- [Task requirements]: Give back the full listing, exactly as it is.

- [Exercise materials]:
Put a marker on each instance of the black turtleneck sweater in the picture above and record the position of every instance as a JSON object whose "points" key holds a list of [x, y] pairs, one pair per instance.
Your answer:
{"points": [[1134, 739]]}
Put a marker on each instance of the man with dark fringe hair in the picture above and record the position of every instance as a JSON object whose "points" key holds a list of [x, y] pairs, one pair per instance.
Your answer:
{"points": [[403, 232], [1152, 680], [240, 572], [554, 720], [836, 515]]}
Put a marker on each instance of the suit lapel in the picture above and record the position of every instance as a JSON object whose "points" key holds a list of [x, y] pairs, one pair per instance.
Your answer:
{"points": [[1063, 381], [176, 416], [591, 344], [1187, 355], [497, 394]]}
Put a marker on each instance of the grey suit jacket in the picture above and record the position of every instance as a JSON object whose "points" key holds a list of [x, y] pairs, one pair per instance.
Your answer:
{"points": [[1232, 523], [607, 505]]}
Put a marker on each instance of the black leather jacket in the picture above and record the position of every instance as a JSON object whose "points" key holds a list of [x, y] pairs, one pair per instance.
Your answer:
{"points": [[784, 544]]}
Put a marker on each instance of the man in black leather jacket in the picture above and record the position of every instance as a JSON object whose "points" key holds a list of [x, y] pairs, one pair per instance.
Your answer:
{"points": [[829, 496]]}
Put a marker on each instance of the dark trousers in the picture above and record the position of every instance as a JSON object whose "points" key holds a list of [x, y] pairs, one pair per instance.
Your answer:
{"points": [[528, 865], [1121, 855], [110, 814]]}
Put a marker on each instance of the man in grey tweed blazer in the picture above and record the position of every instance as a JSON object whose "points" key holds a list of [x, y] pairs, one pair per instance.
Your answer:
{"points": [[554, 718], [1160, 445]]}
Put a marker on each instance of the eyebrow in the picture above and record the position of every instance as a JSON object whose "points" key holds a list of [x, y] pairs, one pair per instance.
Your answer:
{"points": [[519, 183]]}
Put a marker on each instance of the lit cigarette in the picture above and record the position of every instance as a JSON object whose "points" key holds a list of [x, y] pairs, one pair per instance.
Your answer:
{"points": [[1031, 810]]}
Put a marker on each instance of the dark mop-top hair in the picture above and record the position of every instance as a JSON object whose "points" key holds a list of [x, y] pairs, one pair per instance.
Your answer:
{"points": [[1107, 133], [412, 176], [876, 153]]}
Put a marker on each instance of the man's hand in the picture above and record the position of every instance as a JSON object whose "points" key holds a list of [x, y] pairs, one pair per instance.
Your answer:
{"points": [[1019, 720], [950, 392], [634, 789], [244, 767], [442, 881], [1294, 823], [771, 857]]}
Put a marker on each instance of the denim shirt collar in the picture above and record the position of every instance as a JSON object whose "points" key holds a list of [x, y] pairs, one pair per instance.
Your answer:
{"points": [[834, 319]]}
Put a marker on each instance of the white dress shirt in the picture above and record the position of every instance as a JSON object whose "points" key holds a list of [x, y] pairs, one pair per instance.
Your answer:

- [Exercise answer]:
Put a marker on each instance of the black turtleneck sweater in the picture above and record the position of every instance as a JSON object whose "points" key holds a list of [x, y] pairs, one pair per instance.
Your answer:
{"points": [[1134, 739]]}
Put a marker on each instance of the man with dark fringe hair in the picture above and record the position of every instance as a JSON object whose "points" key holds a list of [x, y] pairs, one pair per instance.
Your answer:
{"points": [[403, 232], [1152, 680], [240, 572], [554, 720], [836, 515]]}
Put a marker on each instance of the suit lapel in the picture above and record the position of every instance as a JSON object whose "points" key holds a list of [x, y] pairs, one pair per instance.
Your answer:
{"points": [[1063, 381], [176, 416], [591, 344], [1187, 355], [497, 394]]}
Put a marker on each instance of the grey suit jacket in the picture above and record the position of every instance as a JSON object whose "points" key holds a list of [x, y] pairs, one pair per instance.
Your answer:
{"points": [[1232, 523], [607, 505]]}
Put a marker on each instance of the black leather jacket in the picture above and record the position of every instance as a JSON object whose "points" key holds a list of [x, y] pairs, one pair per instance.
Your answer:
{"points": [[784, 544]]}
Put a marker on each instance of the man in black leather jacket in the picture above and record the position of every instance as a JSON object whose "points" key holds a list of [x, y] pairs, one pair per instance.
Your answer:
{"points": [[829, 496]]}
Put a marker on each instance of the dark trousers in the picture above and record the position of every instance as a JSON object whose "points" key holds a list of [x, y] pairs, one pair per instance.
Your answer:
{"points": [[528, 865], [1121, 855], [110, 814]]}
Put a marker on each instance of the man in grey tweed blazer in the picture above and record the position of every instance as a JSON object whose "points" key holds a list of [x, y] pairs, one pair per instance.
Your answer:
{"points": [[554, 718], [1160, 445]]}
Put a marker on each instance of the eyebrow in the picture above and record the position of every instance as a JSON object whose "points" key holds a list of [x, y] pairs, one pair per instance.
Your answer:
{"points": [[519, 183]]}
Put a marker on each instance of the lit cigarette in the picture above and record the position of every instance as a JSON object whose "points" key holds a list of [x, y] pairs, one pair per instance.
Your answer:
{"points": [[1031, 810]]}
Put a marker on each instance of the dark mop-top hair in the picture above and record the position of every instance as a JSON object whose "points" key holds a list of [x, y] pairs, one pair per instance.
Your answer:
{"points": [[1107, 133], [412, 176], [876, 153]]}
Put a marker on each instance of the man's hand in the picture above and record the position of every instance as a JSON object whose "points" key holds a list of [x, y] pairs, one pair per instance.
Your answer:
{"points": [[1019, 720], [950, 392], [634, 789], [244, 767], [442, 881], [1294, 823], [771, 857]]}
Put a marker on each instance of the denim shirt collar in the picture above and record the position of every instance as a JSON object whose "points" key holds a list of [x, y] pairs, one pair per instance.
Your answer:
{"points": [[834, 319]]}
Put a marker on each instance of the white dress shirt in the picture above and record the position of every instance as a JSON object whose "points" key holds a list of [x, y] pairs, one pair per instance.
Your answer:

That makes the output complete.